■ **EXERCISE REQUIREMENTS**:
- 1) According to the climate action text, what role does Dr. Richard Munang hold in addition to Africa Regional Climate Change Coordinator at UNEP?
- 2) Extend the climate action text by writing what follows its final sentence.

We need to promote the idea of deliberative democracy in driving action on climate change.
The importance of deliberative democracy in decision making to deliver better policies, strengthen democracy, and build trust are crucial in driving climate action. The study bolsters our understanding: we do not do development for people, but rather, people do development for themselves. They often need facilitation for them to build shared responsibility, which ensures outcomes of processes to ‘stick’ and be sustainable. We are fostering meaningful deliberative democracy on closing the gap between policy & meaningful implementation by engaging citizens and non-state actors who understand the context and know their problems to identify the gaps needed as we guide them to fill these gaps. Through these approaches, the informal sector and youth build shared responsibility and own processes and outcomes for climate action solutions that provide data to inform more targeted incentives to enhance policy implementation.
We must all take Values Based leadership. Exercise selflessness and leverage the existing enabling environment to apply climate actions from solutions and enterprising lens that proves its viability in generating solutions that lift millions from the bottom of the pyramid.
Dr. Richard Munang is currently the Africa Regional Climate Change Coordinator at the UN Environment Programme (UNEP). He is responsible for guiding the implementation of UNEP’s climate-resilient development strategy at national and regional levels to ensure human well-being through coordinating the implementation of diverse projects in adaptation and mitigation. He is also the Acting Deputy Director of UNEP Africa Office, and he supervises the delivery of all the organisation’s programmes and projects in Africa.
Dr. Munang experience encompasses a unique blend in programming and policy on regional and global issues of climate change policy, environmental management and governance, sustainable development, clean energy, resource efficiency and food security from the lens of accelerated economic growth. His professional activities include supporting governments, regional institutions and non-state actors with green growth and low-carbon transition and participatory engagement of multiple stakeholders, including the private sector, youth, women and minority groups.

[Data items]
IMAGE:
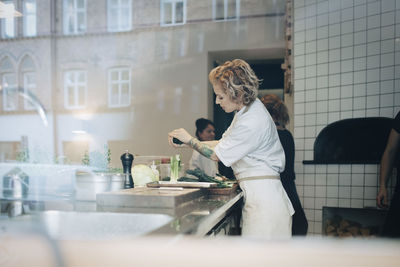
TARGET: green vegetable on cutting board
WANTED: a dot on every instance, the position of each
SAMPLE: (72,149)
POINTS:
(209,179)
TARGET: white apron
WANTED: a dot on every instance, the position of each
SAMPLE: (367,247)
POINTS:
(267,210)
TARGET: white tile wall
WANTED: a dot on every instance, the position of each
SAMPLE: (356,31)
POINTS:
(346,65)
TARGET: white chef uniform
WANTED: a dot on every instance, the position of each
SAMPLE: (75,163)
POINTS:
(252,148)
(205,164)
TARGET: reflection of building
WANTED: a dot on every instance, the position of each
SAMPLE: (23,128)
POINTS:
(122,73)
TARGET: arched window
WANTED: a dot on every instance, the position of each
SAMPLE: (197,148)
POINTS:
(8,85)
(28,79)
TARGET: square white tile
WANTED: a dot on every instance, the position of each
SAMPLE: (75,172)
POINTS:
(311,83)
(347,40)
(370,192)
(347,78)
(322,93)
(344,192)
(347,53)
(357,179)
(373,88)
(360,76)
(360,50)
(347,27)
(359,103)
(387,100)
(332,202)
(346,91)
(347,14)
(322,20)
(322,45)
(322,82)
(332,191)
(360,63)
(387,73)
(332,179)
(360,11)
(374,21)
(373,75)
(372,101)
(373,8)
(387,5)
(370,179)
(373,48)
(322,118)
(334,80)
(360,90)
(357,192)
(344,179)
(388,18)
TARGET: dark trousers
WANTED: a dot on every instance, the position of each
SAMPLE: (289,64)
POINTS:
(299,223)
(391,227)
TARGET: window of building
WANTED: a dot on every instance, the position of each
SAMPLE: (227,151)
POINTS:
(119,87)
(29,87)
(10,96)
(226,9)
(75,89)
(173,12)
(8,23)
(74,16)
(119,15)
(28,76)
(29,13)
(8,85)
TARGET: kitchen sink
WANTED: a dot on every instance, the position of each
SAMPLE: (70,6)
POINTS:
(73,225)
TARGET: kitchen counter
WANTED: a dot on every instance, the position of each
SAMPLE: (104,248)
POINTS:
(196,217)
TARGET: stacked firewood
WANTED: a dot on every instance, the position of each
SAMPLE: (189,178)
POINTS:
(339,227)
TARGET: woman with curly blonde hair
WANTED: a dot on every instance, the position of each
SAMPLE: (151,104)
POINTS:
(279,114)
(251,147)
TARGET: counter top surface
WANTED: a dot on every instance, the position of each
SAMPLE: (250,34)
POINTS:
(195,217)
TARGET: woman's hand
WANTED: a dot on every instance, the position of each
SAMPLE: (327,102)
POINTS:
(180,134)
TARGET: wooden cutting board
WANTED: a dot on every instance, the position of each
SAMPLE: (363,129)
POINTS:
(146,197)
(182,184)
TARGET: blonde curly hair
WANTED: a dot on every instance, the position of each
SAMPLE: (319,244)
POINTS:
(238,81)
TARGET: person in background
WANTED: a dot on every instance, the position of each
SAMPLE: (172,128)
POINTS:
(390,158)
(205,131)
(279,114)
(251,146)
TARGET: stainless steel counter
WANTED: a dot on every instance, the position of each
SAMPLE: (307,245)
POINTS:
(81,220)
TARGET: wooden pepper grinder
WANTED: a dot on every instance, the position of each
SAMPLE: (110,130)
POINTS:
(127,160)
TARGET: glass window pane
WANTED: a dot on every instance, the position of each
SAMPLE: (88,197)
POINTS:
(114,75)
(219,12)
(167,13)
(81,77)
(125,75)
(71,96)
(81,4)
(81,22)
(81,96)
(231,9)
(179,12)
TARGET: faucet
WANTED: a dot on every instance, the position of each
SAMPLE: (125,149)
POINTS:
(15,190)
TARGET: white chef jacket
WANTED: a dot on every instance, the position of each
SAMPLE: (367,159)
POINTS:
(251,143)
(207,165)
(251,146)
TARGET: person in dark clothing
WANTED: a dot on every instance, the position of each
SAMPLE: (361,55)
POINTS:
(279,114)
(389,160)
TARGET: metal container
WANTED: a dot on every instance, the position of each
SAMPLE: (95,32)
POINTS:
(15,184)
(88,184)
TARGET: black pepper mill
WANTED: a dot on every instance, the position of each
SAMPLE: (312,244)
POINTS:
(127,160)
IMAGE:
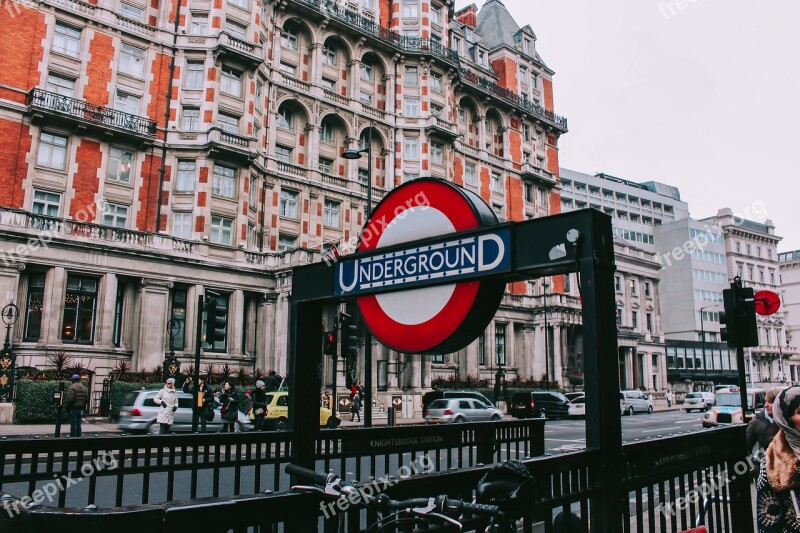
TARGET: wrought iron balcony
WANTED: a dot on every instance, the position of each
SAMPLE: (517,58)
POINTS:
(83,113)
(365,26)
(231,145)
(529,106)
(245,51)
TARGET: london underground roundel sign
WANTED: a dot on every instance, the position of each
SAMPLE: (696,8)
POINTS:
(440,318)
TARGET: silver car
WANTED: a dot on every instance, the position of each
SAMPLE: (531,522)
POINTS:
(138,415)
(460,410)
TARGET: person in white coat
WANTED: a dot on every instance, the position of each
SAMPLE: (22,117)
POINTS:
(167,398)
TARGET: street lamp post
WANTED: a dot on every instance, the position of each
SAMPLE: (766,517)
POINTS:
(546,340)
(367,400)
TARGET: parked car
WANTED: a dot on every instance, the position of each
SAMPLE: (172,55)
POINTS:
(538,404)
(728,406)
(632,401)
(451,410)
(138,414)
(702,401)
(577,406)
(429,397)
(278,412)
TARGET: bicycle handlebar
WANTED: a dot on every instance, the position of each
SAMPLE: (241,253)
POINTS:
(333,486)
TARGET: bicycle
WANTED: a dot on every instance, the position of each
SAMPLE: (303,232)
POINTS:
(442,512)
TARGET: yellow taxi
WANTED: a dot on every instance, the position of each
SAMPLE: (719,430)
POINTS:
(278,412)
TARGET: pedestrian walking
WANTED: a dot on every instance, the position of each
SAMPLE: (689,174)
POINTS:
(259,406)
(355,410)
(205,400)
(167,398)
(230,407)
(777,488)
(75,404)
(762,427)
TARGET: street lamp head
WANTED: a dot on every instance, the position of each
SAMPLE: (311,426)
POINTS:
(353,154)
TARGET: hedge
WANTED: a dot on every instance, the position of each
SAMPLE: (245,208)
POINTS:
(34,402)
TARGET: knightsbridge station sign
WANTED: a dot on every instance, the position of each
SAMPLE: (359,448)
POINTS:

■ **EXPECTED RESULTS**:
- 1) Acting Deputy Director of the UNEP Africa Office

- 2)
He has been involved in enhancing skills retooling of youth through a mentorship tool he founded called Innovative volunteerism, an innovative structured approach to guide and inspire youth to turn their passion into profits through driving climate action enterprises. He has won many awards, including- Africa Green Champion Award 2020, African Environmental Hero Award 2016, UNEP 2016 highest recognition Baobab award for Programme Innovation.
With rich knowledge, diversified experience, policy formulation, and sustainability of projects, Dr. Munang has led research programmes and guided several publications to inform Climate Change and development policies at both global and regional levels. He has participated in a wide variety of research projects and has published over 500 articles in international peer-reviewed journals and magazines. Dr. Munang is the author of the book– Making Africa work through the Power of Innovative Volunteerism
Dr. Munang holds a Doctor of Philosophy (PhD) degree in Environmental Change and Policy from the University of Nottingham, United Kingdom and an Executive Certificate in Climate Change and Energy Policy from Harvard University Kennedy School of Government.